> [Problem description]: Copy out everything from the start of the rows down to the line containing "pixel 341 24", with "keypoint" changed to "marker" and nothing else altered.

> [Excerpted records]:
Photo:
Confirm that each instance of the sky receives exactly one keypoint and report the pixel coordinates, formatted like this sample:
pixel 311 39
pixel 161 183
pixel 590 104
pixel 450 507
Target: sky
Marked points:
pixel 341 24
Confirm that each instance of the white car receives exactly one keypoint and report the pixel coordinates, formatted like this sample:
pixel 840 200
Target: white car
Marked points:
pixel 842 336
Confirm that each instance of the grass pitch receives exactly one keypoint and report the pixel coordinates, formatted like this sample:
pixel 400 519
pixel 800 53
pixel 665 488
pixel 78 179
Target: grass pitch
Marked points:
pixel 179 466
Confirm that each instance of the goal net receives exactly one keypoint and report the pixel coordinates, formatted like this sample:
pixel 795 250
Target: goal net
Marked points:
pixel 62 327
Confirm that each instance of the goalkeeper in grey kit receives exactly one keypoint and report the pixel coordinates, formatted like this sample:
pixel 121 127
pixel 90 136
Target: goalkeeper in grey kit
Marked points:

> [Output of the exercise]:
Photo:
Confirm that each instance of the sky receives exactly one marker and report the pixel coordinates, formatted like this sample:
pixel 311 39
pixel 161 183
pixel 590 104
pixel 450 507
Target: sky
Marked points:
pixel 341 24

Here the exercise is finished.